>> BEGIN Data shown

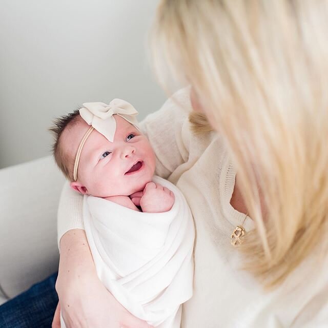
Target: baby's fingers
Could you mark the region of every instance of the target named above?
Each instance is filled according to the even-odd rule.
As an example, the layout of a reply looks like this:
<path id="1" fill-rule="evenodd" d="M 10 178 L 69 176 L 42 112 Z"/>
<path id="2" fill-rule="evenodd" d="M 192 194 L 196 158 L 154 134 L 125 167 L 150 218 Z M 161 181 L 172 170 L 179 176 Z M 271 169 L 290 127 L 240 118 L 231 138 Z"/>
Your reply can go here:
<path id="1" fill-rule="evenodd" d="M 151 189 L 156 189 L 156 185 L 154 182 L 148 182 L 145 187 L 144 192 L 146 192 L 147 190 L 150 190 Z"/>
<path id="2" fill-rule="evenodd" d="M 156 189 L 158 190 L 163 190 L 163 186 L 160 183 L 156 184 Z"/>
<path id="3" fill-rule="evenodd" d="M 166 194 L 168 194 L 168 195 L 170 195 L 170 193 L 171 192 L 171 191 L 170 190 L 170 189 L 168 189 L 166 187 L 163 187 L 163 190 L 165 192 Z"/>
<path id="4" fill-rule="evenodd" d="M 131 198 L 131 201 L 136 206 L 140 206 L 140 200 L 141 199 L 141 197 L 134 197 Z"/>
<path id="5" fill-rule="evenodd" d="M 142 197 L 142 195 L 144 195 L 143 191 L 137 191 L 136 193 L 134 193 L 132 195 L 130 195 L 130 198 L 132 199 L 135 197 Z"/>

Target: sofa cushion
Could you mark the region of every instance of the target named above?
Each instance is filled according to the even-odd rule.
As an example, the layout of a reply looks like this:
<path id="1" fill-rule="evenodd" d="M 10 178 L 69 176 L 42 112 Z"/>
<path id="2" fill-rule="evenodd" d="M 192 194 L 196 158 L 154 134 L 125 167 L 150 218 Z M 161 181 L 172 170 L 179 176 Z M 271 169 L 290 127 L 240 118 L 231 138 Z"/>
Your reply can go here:
<path id="1" fill-rule="evenodd" d="M 0 170 L 3 300 L 57 271 L 56 213 L 64 182 L 50 156 Z"/>

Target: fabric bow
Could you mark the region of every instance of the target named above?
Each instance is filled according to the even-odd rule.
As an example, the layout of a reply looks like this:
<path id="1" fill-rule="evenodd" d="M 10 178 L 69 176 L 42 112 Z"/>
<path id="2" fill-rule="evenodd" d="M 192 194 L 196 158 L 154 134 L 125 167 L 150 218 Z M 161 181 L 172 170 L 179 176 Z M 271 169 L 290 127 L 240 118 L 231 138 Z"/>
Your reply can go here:
<path id="1" fill-rule="evenodd" d="M 138 112 L 133 106 L 121 99 L 114 99 L 107 105 L 104 102 L 85 102 L 80 108 L 81 117 L 111 142 L 114 141 L 116 122 L 113 117 L 117 114 L 139 129 L 136 116 Z"/>

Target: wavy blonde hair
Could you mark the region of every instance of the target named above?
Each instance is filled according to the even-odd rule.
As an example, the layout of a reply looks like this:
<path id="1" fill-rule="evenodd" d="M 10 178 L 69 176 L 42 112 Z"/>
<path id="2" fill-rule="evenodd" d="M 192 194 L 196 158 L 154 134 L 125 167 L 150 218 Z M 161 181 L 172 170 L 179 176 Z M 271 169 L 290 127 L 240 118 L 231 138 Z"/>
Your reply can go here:
<path id="1" fill-rule="evenodd" d="M 152 30 L 160 82 L 191 84 L 225 139 L 268 287 L 328 250 L 327 31 L 325 0 L 162 0 Z"/>

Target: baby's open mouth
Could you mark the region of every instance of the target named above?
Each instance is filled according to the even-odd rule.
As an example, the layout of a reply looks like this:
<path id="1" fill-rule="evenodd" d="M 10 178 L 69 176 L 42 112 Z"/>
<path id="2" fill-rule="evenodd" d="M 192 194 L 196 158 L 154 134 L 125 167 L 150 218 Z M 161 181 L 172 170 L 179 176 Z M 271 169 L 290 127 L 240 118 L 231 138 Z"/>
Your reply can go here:
<path id="1" fill-rule="evenodd" d="M 125 174 L 128 174 L 129 173 L 132 173 L 132 172 L 135 172 L 137 171 L 139 171 L 142 166 L 144 162 L 137 161 L 134 165 L 133 165 L 131 168 Z"/>

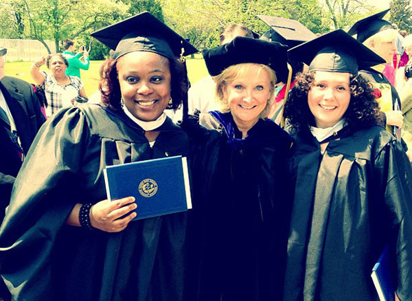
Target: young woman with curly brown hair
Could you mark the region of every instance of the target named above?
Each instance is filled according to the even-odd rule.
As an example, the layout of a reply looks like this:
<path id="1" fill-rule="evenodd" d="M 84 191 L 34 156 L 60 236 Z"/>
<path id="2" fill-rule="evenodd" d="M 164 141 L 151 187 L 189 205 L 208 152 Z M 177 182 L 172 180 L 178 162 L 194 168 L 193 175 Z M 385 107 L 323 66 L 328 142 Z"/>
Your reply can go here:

>> END Data shown

Rewrite the stretch from the line containing "Target: sofa cushion" through the line containing "170 L 3 300" as a JSON list of strings, with each line as one string and blank lines omitted.

[
  "Target: sofa cushion",
  "Could you mark the region of every instance of the target named above?",
  "Each instance is filled according to the even-odd rule.",
  "As an example, the layout of a reply looks like this:",
  "<path id=\"1\" fill-rule=\"evenodd\" d=\"M 10 178 L 69 176 L 42 112 Z\"/>",
  "<path id=\"2\" fill-rule=\"evenodd\" d=\"M 192 194 L 196 158 L 154 134 L 125 167 L 150 218 Z M 161 181 L 172 170 L 179 176 Z M 271 169 L 290 127 L 240 118 L 231 138 Z\"/>",
  "Your reply can go here:",
  "<path id=\"1\" fill-rule=\"evenodd\" d=\"M 0 170 L 3 300 L 57 271 L 56 213 L 64 182 L 50 156 Z\"/>"
]